Given task
Reproduce all of the records below, switching every occurrence of "Report" to "Result" and leaving everything else unchanged. Omit the pictures from your answer.

Record set
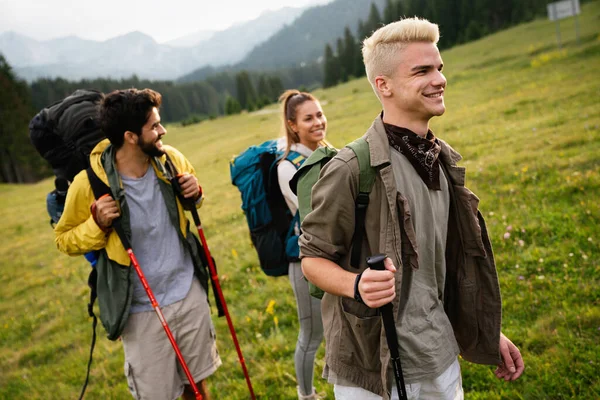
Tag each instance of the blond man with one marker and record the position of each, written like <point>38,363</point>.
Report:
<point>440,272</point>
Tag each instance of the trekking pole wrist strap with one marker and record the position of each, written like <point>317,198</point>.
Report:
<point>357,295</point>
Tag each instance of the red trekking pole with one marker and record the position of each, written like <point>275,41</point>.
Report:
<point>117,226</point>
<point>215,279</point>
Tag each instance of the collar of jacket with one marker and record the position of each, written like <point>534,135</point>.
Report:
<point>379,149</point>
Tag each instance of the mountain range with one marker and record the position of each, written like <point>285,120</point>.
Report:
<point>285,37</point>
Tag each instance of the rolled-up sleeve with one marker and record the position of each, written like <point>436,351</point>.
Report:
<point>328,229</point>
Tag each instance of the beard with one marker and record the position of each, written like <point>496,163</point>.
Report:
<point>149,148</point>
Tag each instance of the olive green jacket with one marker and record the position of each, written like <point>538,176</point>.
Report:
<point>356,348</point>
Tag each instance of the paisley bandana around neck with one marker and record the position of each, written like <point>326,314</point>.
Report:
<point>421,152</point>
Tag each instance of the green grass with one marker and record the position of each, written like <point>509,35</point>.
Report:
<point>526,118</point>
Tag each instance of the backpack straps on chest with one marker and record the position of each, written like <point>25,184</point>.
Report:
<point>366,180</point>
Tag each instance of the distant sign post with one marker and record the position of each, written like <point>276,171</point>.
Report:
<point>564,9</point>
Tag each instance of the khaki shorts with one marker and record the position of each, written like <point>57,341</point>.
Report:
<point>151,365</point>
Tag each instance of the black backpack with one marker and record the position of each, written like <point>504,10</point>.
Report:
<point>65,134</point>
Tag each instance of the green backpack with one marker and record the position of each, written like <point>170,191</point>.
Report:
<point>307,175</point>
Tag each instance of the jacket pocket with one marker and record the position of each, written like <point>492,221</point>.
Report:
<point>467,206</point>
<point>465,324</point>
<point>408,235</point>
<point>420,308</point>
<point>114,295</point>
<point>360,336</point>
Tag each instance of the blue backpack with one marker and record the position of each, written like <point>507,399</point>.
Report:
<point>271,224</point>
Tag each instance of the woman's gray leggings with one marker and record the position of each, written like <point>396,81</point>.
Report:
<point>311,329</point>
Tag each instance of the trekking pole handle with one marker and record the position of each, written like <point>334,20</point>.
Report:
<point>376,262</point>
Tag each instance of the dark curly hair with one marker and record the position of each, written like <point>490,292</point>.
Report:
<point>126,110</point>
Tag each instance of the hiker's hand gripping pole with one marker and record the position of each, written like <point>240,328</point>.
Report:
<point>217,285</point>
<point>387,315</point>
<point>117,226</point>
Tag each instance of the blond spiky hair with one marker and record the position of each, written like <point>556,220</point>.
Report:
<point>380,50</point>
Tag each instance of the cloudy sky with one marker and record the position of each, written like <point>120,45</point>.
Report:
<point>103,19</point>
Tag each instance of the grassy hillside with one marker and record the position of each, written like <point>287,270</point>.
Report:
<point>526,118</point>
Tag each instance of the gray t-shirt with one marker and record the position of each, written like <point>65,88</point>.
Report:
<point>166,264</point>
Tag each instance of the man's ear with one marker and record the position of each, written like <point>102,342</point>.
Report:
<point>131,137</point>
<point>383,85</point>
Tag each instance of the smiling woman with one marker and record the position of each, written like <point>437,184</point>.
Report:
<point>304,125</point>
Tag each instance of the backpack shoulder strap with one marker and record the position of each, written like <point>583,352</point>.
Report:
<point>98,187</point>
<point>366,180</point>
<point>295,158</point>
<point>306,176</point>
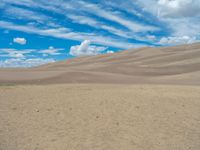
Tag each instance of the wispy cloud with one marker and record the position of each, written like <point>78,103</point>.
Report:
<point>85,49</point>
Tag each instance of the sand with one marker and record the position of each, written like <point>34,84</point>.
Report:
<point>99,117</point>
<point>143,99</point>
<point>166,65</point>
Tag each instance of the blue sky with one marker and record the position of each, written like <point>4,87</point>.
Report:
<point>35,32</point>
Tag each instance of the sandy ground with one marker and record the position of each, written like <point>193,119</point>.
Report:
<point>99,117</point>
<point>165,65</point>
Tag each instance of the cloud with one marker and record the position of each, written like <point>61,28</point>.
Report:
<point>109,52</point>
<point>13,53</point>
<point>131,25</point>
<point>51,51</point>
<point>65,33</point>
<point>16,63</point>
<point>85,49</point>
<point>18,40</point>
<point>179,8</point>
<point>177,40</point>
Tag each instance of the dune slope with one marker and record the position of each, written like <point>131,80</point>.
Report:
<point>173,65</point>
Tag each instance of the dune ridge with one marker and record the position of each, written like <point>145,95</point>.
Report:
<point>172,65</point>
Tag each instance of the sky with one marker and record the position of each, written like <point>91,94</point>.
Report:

Complete response
Tag each instance of the blond man with one marker and record the position of each, written like <point>38,363</point>.
Result:
<point>440,272</point>
Tag each instance of the trekking pole wrist strap with one marker and record the position of each, written like <point>317,198</point>.
Result:
<point>357,295</point>
Tag each instance of the red trekking pole with one marker and record the position of each, written like <point>275,41</point>.
Result:
<point>117,226</point>
<point>215,279</point>
Tag each instance of the collar of jacket with one marker and record the position of each, written like <point>534,135</point>.
Result:
<point>379,149</point>
Tag each instance of the mountain range with one marker and record the position of each, written like <point>285,120</point>.
Result:
<point>285,37</point>
Tag each instance of the rolled-up sleeve with one marker and record the position of each, written like <point>436,351</point>.
Result:
<point>328,229</point>
Tag each instance of the beard with one marker and record the position of each, written like <point>496,163</point>.
Result:
<point>149,148</point>
Tag each instance of the olive green jacket with one marker and record the position of each, written like <point>538,176</point>.
Result:
<point>356,348</point>
Tag each instance of the paisley bandana around neck with one marker and record the position of each, written like <point>326,314</point>.
Result:
<point>421,152</point>
Tag each instance of the green grass with one marker and record the position of each, written like <point>509,35</point>.
Result:
<point>526,118</point>
Tag each instance of the backpack straps on chest with one marker and record the position of each, written like <point>25,184</point>.
Result:
<point>366,180</point>
Tag each instance of the distant sign post with one marker and record the position of each, written like <point>276,171</point>.
Result:
<point>564,9</point>
Tag each instance of the khaki shorts with one marker and record the position of each, written like <point>57,341</point>.
Result:
<point>151,365</point>
Tag each instance of the black backpack with one marker and record the position of each, written like <point>504,10</point>.
Result:
<point>65,134</point>
Tag each instance of the green backpack with one marker and record the position of each, written like <point>170,191</point>.
Result:
<point>307,175</point>
Tag each instance of the jacket pocket with one marker and record the position of each, written like <point>492,221</point>.
Result:
<point>467,206</point>
<point>465,324</point>
<point>408,235</point>
<point>420,308</point>
<point>114,295</point>
<point>360,336</point>
Tag each instance of the blue backpack with one marker and record the position of each, written like <point>507,399</point>.
Result:
<point>271,224</point>
Tag each instance of the woman's gray leggings with one marker and record the position of each, written like <point>396,81</point>.
Result:
<point>311,329</point>
Tag each instance of the trekking pole handle with one marker and record the position of each, written like <point>334,20</point>.
Result:
<point>376,262</point>
Tag each instance of the dark curly hair with one marker and record the position of each, written like <point>490,292</point>.
Result:
<point>126,110</point>
Tag each instance of the hiker's hand gripping pole with one marker and record the position of each, written like <point>240,328</point>.
Result:
<point>217,285</point>
<point>387,315</point>
<point>117,226</point>
Tag each instance of the blond spiky hair with one marker and record the position of each, written like <point>556,220</point>.
Result:
<point>380,50</point>
Tag each instance of the cloudy sky with one marker and record the position of each, written like <point>120,45</point>.
Result:
<point>103,19</point>
Tag each instance of the grassy hillside with one marker and record the position of each, written like <point>287,270</point>.
Result:
<point>526,118</point>
Tag each instance of the gray t-shirt with one marker and record the position of each, written like <point>65,88</point>.
Result:
<point>166,264</point>
Tag each instance of the man's ear with one marker and record the position of each, written like <point>102,342</point>.
Result:
<point>131,137</point>
<point>383,85</point>
Tag each instance of the smiling woman with one marker and record the position of each, written like <point>437,184</point>.
Result:
<point>304,125</point>
Tag each instance of the backpack shoulder strap with one marker and record the position of each, written like <point>583,352</point>.
Result:
<point>98,187</point>
<point>366,180</point>
<point>295,158</point>
<point>306,176</point>
Tag each instance of the wispy cloud with one marker and record the position of each, written like <point>78,103</point>.
Result:
<point>85,49</point>
Tag each instance of the sand with one marker and record the position of each, written like <point>34,84</point>.
Result:
<point>99,117</point>
<point>143,99</point>
<point>166,65</point>
Tag each instance of the blue sky with one marker and record the position of each, written like <point>4,87</point>.
Result:
<point>35,32</point>
Tag each instance of the sandy ground with one marker and record the position of each, written like <point>193,119</point>.
Result:
<point>99,117</point>
<point>165,65</point>
Tag each instance of the cloud with one marker and record the position of each, written like <point>61,28</point>.
Result:
<point>109,52</point>
<point>13,53</point>
<point>131,25</point>
<point>51,51</point>
<point>65,33</point>
<point>16,63</point>
<point>85,49</point>
<point>18,40</point>
<point>179,8</point>
<point>177,40</point>
Tag each instance of the dune slope with one marker and record the position of each, written like <point>131,80</point>.
Result:
<point>173,65</point>
Tag each instance of the dune ridge with one marker and record the position of each, written like <point>145,95</point>.
Result:
<point>172,65</point>
Tag each instance of the sky with one marker and record the position of each, written like <point>91,94</point>.
Result:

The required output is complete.